▶ **YOUR INSTRUCTIONS**:
Edit the entries below so that every "never more" becomes "no more", leaving everything else unchanged.

▶ **DATA IN THIS EXERCISE**:

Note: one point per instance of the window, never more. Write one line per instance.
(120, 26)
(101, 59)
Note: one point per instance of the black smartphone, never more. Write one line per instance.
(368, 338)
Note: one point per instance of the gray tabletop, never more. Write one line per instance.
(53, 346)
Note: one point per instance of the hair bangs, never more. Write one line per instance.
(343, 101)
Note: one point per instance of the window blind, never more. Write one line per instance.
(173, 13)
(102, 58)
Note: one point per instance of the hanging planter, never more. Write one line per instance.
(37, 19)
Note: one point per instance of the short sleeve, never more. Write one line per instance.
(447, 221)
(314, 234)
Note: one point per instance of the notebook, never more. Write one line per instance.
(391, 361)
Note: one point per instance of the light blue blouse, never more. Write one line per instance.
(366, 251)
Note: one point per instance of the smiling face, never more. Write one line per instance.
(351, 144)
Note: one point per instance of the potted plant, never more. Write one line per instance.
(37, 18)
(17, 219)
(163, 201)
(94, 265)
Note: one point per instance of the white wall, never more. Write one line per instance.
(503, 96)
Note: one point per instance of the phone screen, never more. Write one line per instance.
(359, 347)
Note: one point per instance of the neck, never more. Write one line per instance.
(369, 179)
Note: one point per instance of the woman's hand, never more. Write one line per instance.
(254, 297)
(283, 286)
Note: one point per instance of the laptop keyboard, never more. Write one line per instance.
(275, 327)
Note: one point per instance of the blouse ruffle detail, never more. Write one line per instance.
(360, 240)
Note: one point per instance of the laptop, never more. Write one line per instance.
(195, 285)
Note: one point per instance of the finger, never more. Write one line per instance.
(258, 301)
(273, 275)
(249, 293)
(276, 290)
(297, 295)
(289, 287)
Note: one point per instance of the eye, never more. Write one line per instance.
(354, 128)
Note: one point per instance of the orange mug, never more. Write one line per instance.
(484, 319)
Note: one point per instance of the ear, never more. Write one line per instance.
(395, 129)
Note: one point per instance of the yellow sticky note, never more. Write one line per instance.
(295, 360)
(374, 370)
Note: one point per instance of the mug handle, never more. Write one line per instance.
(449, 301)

▶ **FINISHED ANSWER**:
Note: one point per instance of the window, no more. Write one line per instance.
(120, 26)
(101, 59)
Note: one point per instance of the black smartphone, no more. Write one line per instance.
(368, 338)
Note: one point per instance of the gray tabletop, no more. Write one line per instance.
(53, 346)
Note: one point per instance of the hair bangs, no more. Write one line per instance.
(343, 101)
Note: one point per instance of the window blind, no more. Write one line per instance.
(173, 13)
(102, 58)
Note: one point per instance of the hanging planter, no more. Write one line per instance.
(37, 19)
Note: one point per instance of the short sleeve, no more. Write one line per instance.
(447, 221)
(314, 234)
Note: one point per instance of the notebook, no more. Write one line per instance.
(391, 361)
Note: one point per instance of the light blue blouse, no more. Write one line per instance.
(366, 251)
Note: one point per instance of the smiling face, no more. Write one line per instance.
(351, 144)
Note: one point per instance of the potted plant, no more. Write one line per instance.
(37, 18)
(17, 219)
(163, 201)
(94, 265)
Note: one point per instance of the white wall, no more. Write one line per instance.
(503, 96)
Note: one point per instance of the phone screen, no more. Write one line per instance.
(359, 347)
Note: one point per instance of the neck, no more. Write one line per instance.
(369, 179)
Note: one point per instance of the woman's hand, no more. Write one line per instance.
(254, 297)
(283, 286)
Note: one point per instance of the laptop keyboard, no more. Write one line per instance.
(275, 327)
Note: one point per instance of the blouse ruffle detail, no more. Write one line per instance.
(360, 240)
Note: one point per instance of the laptop, no more. Write one line per instance.
(195, 285)
Note: one point per instance of the finger, no more. Write one line per instance.
(258, 301)
(273, 275)
(249, 293)
(276, 290)
(297, 295)
(289, 287)
Note: one point per instance of the eye, no more. Write one line per instance.
(354, 128)
Note: one point per instance of the orange mug, no more. Write one line per instance.
(484, 319)
Note: one point per instance of the ear, no more. Write one line per instance.
(395, 129)
Note: one point per instance of the yellow sticky note, no more. Write one line per instance.
(295, 360)
(374, 370)
Note: one point per instance of the mug handle, no more. Write one line per instance.
(449, 301)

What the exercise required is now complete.